[Start Extract provided]

I did not mean to suggest that you had omitted anything from the context. It's the users who consult us here in the forum who often give us insufficient context.


----------



## Jeromed

In the imperfect, the action is done and complete, too!  However, the speaker refers to them, not from the point of view of their beginning or their end, but as something on-going in the past, as if reliving it. That's why some authors call the imperfect _a present in the past._


----------



## minnkidd

Outsider said:


> In my opinion, saying that "the Spanish preterite is for finished actions" can be too misleading. It often is, but not always. This kind of pseudorule creates incorrect restrictions in the minds of language learners. Apart from being a waste of neurons, it can lead to bad habits that will be hard to get rid of later. "Be careful what you put into your head, because you will never, ever, get it out."
> 
> 
> Fair enough.  So, can you give me a brief, non-pseudo definition of the preterit?


----------



## minnkidd

Jeromed said:


> In the imperfect, the action is done and complete, too!  However, the speaker refers to them, not from the point of view of their beginning or their end, but as something on-going in the past, as if reliving it. That's why some authors call the imperfect _a present in the past._



I understand that explanation, but it makes the imperfect appear optional in these examples, something of a literary choice.  Yet, as Rayines confirms, most native speakers would choose the imperfect in this context even if they're not intending to "relive the past."  The only information conveyed is that it's "algo, que ya no es," as Rayines puts it.

[End Extract provided]
[Start Data provided]

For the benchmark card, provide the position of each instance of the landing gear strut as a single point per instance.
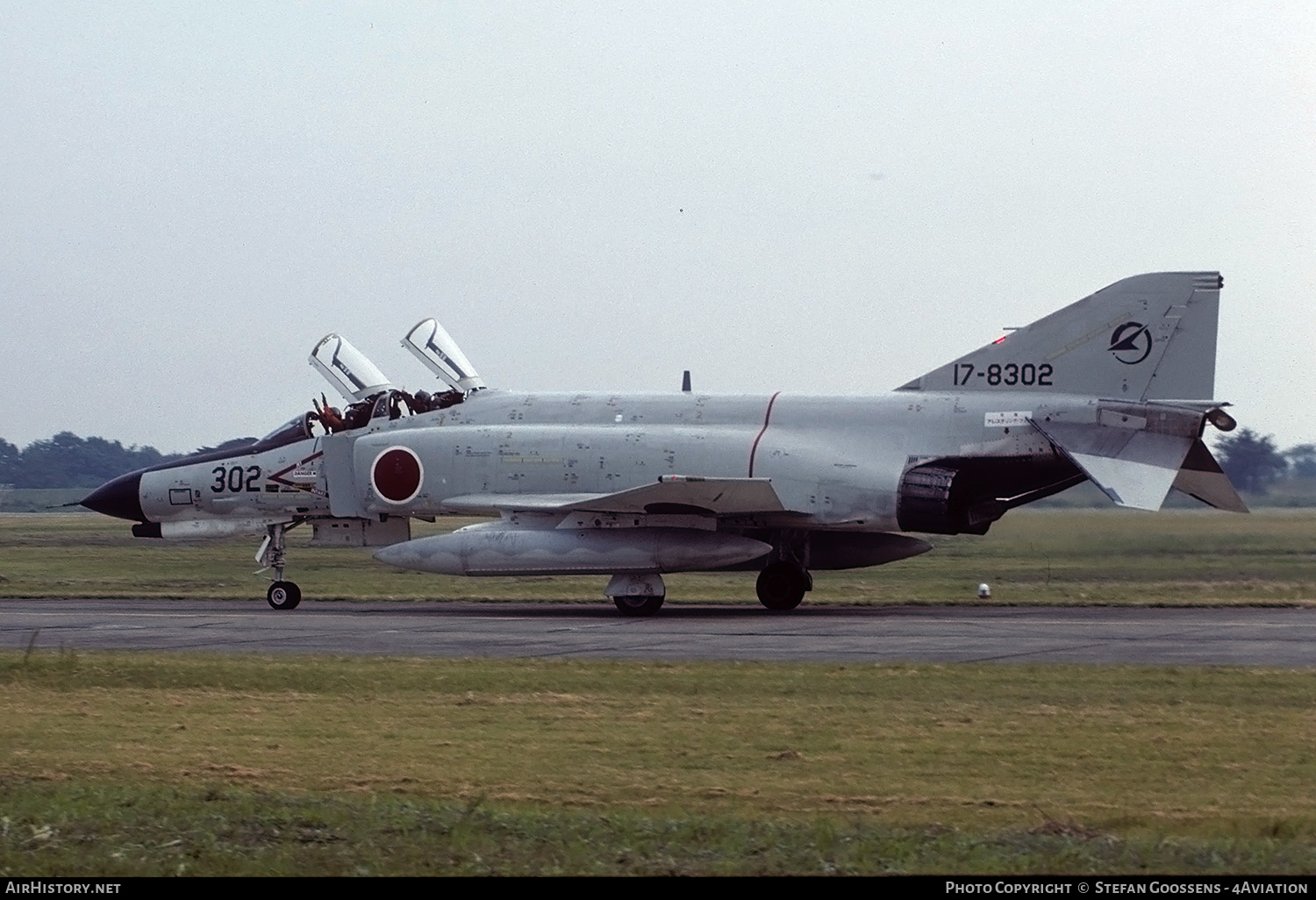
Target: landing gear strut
(282, 595)
(782, 584)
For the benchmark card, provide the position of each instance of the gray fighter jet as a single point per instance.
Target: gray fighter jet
(1115, 389)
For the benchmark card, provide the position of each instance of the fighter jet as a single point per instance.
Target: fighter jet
(1115, 389)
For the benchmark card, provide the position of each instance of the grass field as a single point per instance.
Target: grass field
(150, 763)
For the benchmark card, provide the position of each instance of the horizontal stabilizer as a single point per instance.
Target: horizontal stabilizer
(1202, 478)
(671, 494)
(1134, 468)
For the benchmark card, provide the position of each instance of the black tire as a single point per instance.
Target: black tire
(283, 595)
(781, 586)
(639, 604)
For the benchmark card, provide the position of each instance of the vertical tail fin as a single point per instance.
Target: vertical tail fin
(1149, 337)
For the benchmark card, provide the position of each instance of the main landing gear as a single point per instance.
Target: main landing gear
(782, 584)
(282, 595)
(637, 595)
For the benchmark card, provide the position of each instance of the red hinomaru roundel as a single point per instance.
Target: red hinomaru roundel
(397, 474)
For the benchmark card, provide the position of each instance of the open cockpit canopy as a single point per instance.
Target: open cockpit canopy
(347, 368)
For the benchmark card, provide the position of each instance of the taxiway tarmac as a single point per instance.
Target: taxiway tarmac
(1229, 637)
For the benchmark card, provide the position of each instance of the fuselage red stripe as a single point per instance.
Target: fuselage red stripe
(768, 418)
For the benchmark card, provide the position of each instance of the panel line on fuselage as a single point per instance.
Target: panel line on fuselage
(768, 418)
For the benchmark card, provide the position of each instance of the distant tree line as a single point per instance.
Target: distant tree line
(68, 461)
(1255, 463)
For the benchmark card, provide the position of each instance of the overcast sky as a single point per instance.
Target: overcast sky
(803, 196)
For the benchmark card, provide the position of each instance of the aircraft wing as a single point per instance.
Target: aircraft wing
(670, 494)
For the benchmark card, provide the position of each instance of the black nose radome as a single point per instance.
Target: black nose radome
(118, 497)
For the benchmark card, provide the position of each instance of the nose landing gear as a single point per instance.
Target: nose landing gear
(282, 595)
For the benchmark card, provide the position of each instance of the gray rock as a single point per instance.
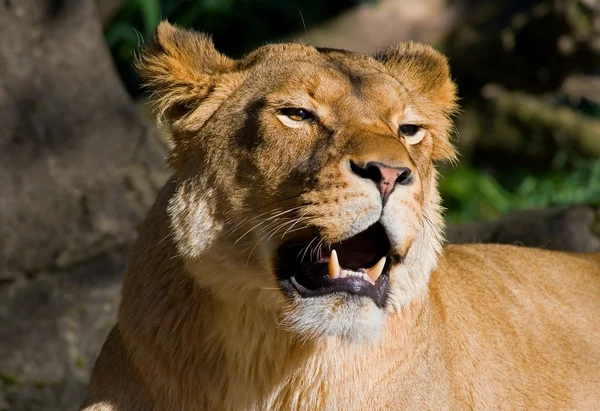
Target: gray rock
(52, 330)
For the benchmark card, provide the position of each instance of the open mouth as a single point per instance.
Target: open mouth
(358, 265)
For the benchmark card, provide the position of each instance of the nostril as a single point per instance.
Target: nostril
(369, 171)
(404, 177)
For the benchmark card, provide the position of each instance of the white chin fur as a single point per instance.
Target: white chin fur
(340, 315)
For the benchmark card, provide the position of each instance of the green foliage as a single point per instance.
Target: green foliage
(237, 26)
(471, 194)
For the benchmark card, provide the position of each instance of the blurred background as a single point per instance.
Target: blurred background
(81, 159)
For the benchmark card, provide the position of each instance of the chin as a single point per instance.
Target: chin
(337, 290)
(345, 316)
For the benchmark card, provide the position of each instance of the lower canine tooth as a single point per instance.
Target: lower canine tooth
(375, 271)
(334, 265)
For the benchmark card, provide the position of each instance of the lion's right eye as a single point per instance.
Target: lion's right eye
(297, 114)
(294, 117)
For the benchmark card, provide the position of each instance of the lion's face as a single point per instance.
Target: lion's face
(307, 172)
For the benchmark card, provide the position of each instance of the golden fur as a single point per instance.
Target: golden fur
(203, 323)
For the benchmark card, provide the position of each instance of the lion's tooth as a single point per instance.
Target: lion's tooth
(334, 265)
(375, 271)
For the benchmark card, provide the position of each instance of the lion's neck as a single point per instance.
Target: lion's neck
(265, 367)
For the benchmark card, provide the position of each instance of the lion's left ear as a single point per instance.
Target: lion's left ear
(425, 72)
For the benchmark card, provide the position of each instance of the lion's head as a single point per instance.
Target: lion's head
(305, 176)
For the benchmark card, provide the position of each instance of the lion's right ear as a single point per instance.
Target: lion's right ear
(182, 69)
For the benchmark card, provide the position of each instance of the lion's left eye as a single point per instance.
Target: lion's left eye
(412, 133)
(297, 114)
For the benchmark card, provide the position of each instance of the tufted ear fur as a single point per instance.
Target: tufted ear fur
(188, 79)
(425, 72)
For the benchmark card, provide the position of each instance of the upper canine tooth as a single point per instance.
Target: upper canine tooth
(375, 271)
(334, 265)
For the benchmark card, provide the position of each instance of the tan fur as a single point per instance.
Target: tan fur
(203, 324)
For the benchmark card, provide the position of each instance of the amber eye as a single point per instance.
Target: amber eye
(409, 130)
(297, 114)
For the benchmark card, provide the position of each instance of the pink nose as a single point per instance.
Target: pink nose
(386, 177)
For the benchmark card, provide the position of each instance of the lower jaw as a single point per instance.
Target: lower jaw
(378, 294)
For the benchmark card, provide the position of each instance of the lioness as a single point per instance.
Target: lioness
(295, 259)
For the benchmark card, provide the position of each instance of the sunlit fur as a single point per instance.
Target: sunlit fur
(203, 323)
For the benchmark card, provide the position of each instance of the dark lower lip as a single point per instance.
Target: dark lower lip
(319, 284)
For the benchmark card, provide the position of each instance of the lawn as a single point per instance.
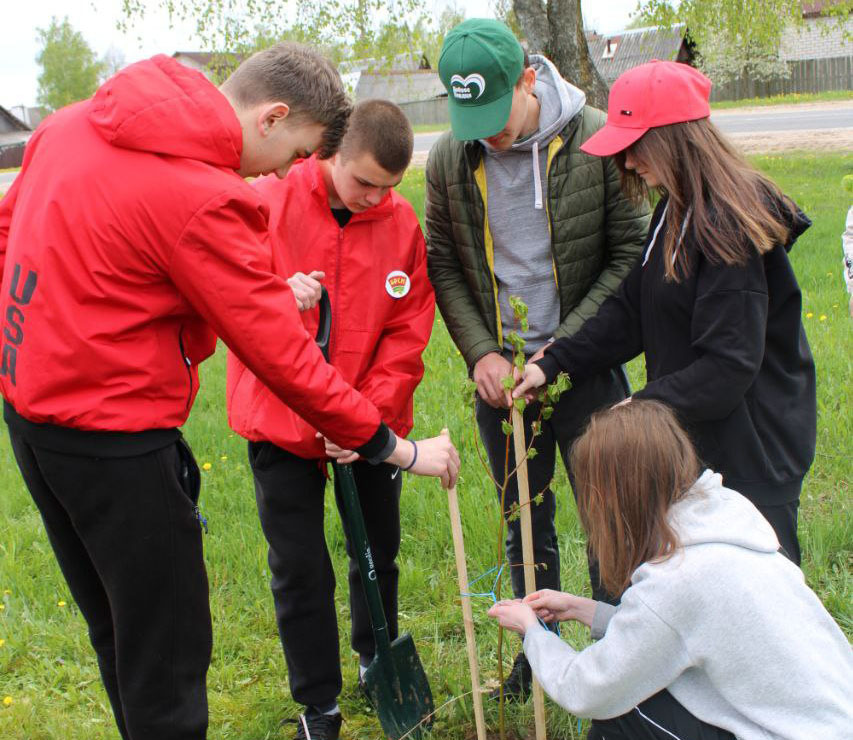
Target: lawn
(48, 673)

[End Data provided]

:: Required task 1 ::
In the records, take the lines starting with the one containing "field as a single point per instance." and going on through the one containing "(1134, 468)", and write them out again with "horizontal stabilizer" switched to "tailplane", leaving everything else unchanged.
:: Required task 2 ::
Proceed with the forum thread on the Spanish preterite and imperfect, picking up right after its last sentence.
The forum thread and the records are unrelated and stand as separate material.

:: Written reply 1 ::
For the benchmark card, provide the position of each instance of the grass field as a single point per instance.
Target: grass field
(150, 763)
For the benchmark card, provide the position of each instance of the tailplane as a single point per instance.
Target: tailplane
(1202, 478)
(671, 494)
(1134, 468)

:: Written reply 2 ::
----------



## Outsider

minnkidd said:


> Fair enough.  So, can you give me a brief, non-pseudo definition of the preterit?


You're not asking for easy stuff.
And is it me, or do I detect some sarcasm in your post? 

But anyway, you'll find a good previous thread with _many_ good analyses and desciptions of the preterite here. _Depois diga que eu sou mau._


----------



## Jeromed

I think that (in that context), my response above still holds:

_Fuimos amigos:_ The friendship ended. Period.  (We were)
_Éramos amigos_: We used to be friends; the friendship lasted for a while. (We used to be)

My view is that there's not necessarily a conscious effort to relive the past, but the intention is there. It's exactly the same difference as the one in the two English versions above.


----------



## minnkidd

Outsider said:


> You're not asking for easy stuff.
> And is it me, or do I detect some sarcasm in your post?
> 
> But anyway, you'll find a good previous thread with _many_ good analyses and desciptions of the preterite here. _Depois diga que eu sou mau._



No, absolutely no sarcasm intended; sorry if it appeared that way.  I agree completely with what you say about pseudo-definitions; that's precisely why I started the post, because I was unhappy with all the explanations I'd found previously.  I'll take a look at the other thread.  Thanks.


----------



## David

The answer is that the grammar books are often wrong, because it is impossible to write rules covering every nuance of meaning, and preposterous to think that one will have time to consult a rule for every verb in every tense and every mood when one is speaking. English grammarians tell you that prepositions require an object. If your cat crawls into the eaves of the house, and you ask him "What are you doing on up in under  there?", what are the ojbects of on, up, in, and under? They tell you that _ser _is for permanent things, while _estar_ refers to temporary things. _Está muerto. _Pretty permanent, but takes _estar._ I agree with Jeromed: rules of thumb can be helpful; the rest comes from practice, _listening,_ and _reading._

I would suggest the following answer to your original question: Eramos amigos = We were friends (in those days, at that time, for an indefinite period). No implication that we aren´t now; only that during a vague period in the past, we were friends.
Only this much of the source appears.